Output only the span of lines that begins at the line containing "In this exercise you will indicate the dark blue" and ends at the last line of the data, both included, exactly as they appear.
>>
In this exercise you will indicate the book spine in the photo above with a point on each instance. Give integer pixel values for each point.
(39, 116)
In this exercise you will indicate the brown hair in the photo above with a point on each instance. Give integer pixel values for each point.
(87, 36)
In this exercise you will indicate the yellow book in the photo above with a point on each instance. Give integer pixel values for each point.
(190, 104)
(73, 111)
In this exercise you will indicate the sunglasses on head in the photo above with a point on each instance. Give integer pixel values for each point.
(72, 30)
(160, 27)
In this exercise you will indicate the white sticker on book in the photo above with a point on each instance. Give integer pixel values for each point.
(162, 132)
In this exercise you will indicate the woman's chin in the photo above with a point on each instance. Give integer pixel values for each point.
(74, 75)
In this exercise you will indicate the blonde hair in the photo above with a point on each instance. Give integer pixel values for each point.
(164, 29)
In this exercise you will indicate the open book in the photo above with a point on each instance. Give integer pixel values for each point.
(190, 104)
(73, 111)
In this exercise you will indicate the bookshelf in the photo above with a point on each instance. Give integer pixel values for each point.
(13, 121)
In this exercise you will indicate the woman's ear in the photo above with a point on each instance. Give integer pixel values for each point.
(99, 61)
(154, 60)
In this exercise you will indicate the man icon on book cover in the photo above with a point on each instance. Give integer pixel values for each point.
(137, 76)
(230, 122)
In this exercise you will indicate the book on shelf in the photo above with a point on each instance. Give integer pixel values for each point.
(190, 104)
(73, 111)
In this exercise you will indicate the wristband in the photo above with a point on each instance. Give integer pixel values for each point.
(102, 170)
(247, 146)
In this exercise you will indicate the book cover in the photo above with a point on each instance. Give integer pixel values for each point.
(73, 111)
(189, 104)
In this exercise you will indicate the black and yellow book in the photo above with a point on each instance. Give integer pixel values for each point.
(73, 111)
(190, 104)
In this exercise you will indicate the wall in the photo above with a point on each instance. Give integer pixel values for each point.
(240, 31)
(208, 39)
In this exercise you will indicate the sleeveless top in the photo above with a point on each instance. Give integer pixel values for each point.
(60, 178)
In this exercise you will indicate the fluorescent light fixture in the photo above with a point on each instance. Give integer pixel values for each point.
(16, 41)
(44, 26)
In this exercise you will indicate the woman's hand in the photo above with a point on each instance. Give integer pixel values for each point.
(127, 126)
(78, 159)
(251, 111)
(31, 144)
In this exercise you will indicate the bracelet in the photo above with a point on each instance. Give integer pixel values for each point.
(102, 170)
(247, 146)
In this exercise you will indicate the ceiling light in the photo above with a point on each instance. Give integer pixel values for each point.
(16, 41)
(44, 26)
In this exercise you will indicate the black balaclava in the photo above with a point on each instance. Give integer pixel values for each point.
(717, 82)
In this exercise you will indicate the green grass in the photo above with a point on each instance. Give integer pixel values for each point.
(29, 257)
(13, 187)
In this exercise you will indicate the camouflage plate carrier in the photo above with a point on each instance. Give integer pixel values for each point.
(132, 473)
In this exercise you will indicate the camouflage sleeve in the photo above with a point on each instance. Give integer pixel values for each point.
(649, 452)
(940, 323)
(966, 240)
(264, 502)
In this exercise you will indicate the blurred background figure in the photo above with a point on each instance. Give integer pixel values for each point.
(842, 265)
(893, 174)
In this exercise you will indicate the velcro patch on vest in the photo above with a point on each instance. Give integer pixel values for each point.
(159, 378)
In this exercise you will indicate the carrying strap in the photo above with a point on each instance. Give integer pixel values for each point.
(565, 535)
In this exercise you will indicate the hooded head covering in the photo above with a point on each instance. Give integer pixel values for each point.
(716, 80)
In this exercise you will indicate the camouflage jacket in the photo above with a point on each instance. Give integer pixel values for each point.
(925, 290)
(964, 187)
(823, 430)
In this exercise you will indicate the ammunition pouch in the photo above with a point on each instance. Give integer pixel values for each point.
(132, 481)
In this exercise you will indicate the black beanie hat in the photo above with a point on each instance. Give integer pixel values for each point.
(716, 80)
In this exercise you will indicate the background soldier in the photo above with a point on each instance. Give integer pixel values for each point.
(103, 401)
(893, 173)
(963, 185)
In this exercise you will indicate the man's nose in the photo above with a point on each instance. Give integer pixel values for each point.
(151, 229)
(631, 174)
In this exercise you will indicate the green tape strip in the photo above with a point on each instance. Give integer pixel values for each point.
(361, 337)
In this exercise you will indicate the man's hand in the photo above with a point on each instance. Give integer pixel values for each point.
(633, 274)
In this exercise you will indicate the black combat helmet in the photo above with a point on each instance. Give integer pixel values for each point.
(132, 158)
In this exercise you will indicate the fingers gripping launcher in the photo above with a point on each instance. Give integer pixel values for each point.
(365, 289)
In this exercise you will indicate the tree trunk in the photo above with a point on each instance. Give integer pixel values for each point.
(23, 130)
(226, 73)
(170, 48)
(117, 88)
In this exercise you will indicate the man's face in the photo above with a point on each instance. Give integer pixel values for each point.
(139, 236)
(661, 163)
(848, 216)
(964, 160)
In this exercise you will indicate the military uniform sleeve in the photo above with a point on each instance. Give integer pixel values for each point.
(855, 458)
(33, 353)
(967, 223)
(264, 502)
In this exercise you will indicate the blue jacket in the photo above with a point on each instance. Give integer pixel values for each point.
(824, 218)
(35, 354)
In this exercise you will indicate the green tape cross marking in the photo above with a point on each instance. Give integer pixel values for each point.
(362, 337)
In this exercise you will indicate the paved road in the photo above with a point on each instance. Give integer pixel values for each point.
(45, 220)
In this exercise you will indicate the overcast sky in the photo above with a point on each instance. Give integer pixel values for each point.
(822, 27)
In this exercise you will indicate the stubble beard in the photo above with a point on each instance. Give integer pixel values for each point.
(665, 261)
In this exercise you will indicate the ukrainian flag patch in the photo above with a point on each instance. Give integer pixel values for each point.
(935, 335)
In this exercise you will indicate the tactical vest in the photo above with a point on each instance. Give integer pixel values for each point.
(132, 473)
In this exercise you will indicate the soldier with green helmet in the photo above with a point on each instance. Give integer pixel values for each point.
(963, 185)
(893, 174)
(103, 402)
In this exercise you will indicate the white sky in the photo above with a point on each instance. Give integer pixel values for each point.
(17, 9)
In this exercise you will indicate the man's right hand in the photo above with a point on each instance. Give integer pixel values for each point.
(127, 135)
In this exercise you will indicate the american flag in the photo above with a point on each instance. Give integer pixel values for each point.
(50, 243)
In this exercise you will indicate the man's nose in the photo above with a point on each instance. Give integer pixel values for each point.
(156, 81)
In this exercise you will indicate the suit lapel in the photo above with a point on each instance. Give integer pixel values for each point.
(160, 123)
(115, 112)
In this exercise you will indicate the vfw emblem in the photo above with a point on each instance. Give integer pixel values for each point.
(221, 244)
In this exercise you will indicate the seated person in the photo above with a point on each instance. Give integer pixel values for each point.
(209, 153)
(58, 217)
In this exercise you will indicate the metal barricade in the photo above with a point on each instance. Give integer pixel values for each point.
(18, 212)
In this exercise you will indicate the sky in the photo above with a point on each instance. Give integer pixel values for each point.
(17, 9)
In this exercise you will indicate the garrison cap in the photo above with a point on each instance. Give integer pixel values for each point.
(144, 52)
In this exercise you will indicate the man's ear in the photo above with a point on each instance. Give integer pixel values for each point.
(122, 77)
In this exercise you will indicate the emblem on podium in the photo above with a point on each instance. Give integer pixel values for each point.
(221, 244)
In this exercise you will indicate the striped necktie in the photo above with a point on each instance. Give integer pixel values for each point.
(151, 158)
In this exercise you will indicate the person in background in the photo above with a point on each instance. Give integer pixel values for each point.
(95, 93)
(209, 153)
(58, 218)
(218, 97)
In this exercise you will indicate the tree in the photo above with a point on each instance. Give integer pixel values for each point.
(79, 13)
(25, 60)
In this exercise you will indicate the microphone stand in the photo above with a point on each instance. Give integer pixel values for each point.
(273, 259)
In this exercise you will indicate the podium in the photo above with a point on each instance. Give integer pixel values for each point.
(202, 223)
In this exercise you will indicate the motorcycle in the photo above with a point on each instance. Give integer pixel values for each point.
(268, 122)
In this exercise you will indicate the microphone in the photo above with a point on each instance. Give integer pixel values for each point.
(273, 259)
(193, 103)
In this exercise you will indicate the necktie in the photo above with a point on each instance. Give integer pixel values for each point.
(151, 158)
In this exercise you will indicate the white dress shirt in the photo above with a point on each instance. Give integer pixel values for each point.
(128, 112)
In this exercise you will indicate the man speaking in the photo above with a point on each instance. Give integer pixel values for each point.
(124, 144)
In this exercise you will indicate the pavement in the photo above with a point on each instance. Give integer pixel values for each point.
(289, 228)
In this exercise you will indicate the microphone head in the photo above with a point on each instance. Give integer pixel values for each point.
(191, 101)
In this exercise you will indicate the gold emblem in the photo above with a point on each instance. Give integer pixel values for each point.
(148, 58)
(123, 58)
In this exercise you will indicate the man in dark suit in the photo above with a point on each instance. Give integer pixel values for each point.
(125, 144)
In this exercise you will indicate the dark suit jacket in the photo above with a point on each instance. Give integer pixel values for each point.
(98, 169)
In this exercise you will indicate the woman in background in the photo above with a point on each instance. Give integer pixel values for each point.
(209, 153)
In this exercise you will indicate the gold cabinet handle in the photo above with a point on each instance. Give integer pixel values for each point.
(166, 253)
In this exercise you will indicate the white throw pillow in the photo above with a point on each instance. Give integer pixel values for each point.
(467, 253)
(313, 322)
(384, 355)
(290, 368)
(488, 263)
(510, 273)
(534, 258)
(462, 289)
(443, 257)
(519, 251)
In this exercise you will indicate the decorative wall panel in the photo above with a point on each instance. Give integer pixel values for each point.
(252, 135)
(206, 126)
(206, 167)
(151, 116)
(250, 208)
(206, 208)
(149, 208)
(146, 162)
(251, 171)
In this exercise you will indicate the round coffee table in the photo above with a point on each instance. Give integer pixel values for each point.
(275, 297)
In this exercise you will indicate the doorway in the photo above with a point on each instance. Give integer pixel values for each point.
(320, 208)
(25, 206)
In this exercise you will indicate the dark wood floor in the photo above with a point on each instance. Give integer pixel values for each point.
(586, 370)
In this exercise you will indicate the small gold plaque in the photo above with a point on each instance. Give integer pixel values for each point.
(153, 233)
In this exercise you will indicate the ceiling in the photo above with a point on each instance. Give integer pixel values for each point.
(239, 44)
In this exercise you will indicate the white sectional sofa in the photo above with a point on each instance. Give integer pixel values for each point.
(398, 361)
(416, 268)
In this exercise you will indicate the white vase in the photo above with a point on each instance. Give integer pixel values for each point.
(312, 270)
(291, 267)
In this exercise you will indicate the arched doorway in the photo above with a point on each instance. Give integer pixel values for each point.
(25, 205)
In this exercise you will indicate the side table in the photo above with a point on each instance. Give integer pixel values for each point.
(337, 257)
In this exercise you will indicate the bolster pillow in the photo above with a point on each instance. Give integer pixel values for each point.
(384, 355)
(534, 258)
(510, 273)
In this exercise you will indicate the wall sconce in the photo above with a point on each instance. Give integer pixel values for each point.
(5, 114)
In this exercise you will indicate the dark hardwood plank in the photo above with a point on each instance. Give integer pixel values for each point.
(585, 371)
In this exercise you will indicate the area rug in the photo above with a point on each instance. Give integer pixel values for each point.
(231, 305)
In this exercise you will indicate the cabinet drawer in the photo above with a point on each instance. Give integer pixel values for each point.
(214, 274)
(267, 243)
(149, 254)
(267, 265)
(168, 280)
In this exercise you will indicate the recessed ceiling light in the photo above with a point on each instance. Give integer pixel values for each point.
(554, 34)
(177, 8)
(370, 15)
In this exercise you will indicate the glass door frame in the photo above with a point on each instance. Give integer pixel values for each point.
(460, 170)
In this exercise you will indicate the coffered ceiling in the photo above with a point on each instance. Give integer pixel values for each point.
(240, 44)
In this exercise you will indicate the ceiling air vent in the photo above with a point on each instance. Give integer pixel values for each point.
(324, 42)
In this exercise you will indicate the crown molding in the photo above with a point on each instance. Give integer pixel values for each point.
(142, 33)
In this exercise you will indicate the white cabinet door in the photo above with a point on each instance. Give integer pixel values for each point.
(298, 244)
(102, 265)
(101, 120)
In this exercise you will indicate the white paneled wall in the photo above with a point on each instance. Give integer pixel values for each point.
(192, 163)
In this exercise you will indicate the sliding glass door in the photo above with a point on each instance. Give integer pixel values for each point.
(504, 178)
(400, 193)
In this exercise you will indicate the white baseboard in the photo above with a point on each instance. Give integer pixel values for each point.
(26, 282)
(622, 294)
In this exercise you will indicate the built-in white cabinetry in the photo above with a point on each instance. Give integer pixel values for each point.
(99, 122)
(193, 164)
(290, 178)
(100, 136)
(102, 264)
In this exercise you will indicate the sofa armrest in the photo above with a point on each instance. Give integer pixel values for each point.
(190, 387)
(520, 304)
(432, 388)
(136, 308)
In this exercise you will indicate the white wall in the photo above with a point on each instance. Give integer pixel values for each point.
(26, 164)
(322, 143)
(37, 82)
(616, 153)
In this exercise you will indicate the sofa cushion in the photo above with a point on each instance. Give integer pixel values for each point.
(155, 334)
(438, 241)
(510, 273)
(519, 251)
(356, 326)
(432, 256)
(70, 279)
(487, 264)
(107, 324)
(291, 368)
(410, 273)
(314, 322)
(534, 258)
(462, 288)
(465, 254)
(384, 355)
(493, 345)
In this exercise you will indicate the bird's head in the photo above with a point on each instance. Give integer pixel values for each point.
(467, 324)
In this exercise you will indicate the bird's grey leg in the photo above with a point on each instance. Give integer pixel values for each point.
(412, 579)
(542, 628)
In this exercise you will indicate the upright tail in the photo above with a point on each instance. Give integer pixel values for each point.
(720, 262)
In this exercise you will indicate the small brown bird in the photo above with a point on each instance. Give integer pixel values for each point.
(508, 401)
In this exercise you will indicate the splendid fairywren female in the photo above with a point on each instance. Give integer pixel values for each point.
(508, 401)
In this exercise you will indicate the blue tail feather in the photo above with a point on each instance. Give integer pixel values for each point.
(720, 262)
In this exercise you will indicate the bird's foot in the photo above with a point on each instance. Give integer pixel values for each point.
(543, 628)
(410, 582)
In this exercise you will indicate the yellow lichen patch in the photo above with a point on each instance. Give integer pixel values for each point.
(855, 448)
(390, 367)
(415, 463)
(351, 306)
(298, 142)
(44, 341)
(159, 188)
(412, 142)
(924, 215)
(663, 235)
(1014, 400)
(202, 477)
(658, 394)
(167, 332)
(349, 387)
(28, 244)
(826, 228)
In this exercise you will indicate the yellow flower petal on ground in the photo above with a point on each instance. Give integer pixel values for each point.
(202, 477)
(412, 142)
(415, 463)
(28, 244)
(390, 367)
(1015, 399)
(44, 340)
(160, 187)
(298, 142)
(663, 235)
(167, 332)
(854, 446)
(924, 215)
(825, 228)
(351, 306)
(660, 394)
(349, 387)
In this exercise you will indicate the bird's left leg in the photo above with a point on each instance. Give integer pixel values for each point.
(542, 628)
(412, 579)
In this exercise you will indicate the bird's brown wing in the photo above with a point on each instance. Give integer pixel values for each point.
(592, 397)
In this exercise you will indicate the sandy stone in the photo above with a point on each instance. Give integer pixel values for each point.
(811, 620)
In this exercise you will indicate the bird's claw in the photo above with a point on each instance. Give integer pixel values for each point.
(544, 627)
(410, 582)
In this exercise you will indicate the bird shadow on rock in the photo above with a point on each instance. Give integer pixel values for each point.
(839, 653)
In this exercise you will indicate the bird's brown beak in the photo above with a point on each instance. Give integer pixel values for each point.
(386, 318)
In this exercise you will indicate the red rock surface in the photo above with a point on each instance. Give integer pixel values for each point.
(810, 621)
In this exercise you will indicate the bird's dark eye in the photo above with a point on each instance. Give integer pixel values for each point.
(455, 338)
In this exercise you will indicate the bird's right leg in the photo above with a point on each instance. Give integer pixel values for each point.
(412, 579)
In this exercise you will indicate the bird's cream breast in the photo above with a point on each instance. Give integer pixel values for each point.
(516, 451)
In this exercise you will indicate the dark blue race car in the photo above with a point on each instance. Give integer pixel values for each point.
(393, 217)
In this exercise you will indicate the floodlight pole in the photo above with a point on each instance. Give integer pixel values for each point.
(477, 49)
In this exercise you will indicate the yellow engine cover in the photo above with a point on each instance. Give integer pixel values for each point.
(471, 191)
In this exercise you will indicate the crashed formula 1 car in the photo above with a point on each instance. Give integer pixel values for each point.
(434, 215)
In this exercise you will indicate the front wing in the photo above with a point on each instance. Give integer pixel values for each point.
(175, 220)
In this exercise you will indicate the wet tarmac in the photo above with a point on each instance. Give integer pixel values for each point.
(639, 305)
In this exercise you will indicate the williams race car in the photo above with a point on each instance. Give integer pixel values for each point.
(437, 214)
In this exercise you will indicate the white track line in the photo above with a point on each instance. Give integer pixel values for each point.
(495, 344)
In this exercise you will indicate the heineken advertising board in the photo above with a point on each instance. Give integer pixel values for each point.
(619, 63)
<<
#### [Task solution]
In this exercise you will indicate the dark blue race car in the photo above with a point on each instance. Give integer pixel values for each point.
(393, 217)
In this exercise you will indicate the floodlight pole in the photo above with a point on each instance. Give integer pixel values for each point.
(477, 49)
In this exercise you will indicate the yellow engine cover in the photo above with a point on each instance. Give integer pixel values for each point.
(471, 191)
In this exercise you will indicate the crashed formula 1 car in the photo above with a point on each instance. Give integer pixel values for each point.
(434, 215)
In this exercise you will indicate the front wing in the photo above with a point on each instance. Give integer pixel values for each point.
(175, 220)
In this exercise you will indicate the wet tarmac in the photo above with a point on each instance. Give integer pixel values for each point.
(639, 305)
In this exercise you will indicate the williams race car in the photo above with a point on each instance. Give integer pixel values for each point.
(437, 214)
In this exercise you will indicate the white track line in the photo above with a point on each instance. Give integer pixel values for each point.
(495, 344)
In this exercise you will indicate the heineken advertising board in the photo above with a point on each instance. Give integer pixel values for each point.
(619, 63)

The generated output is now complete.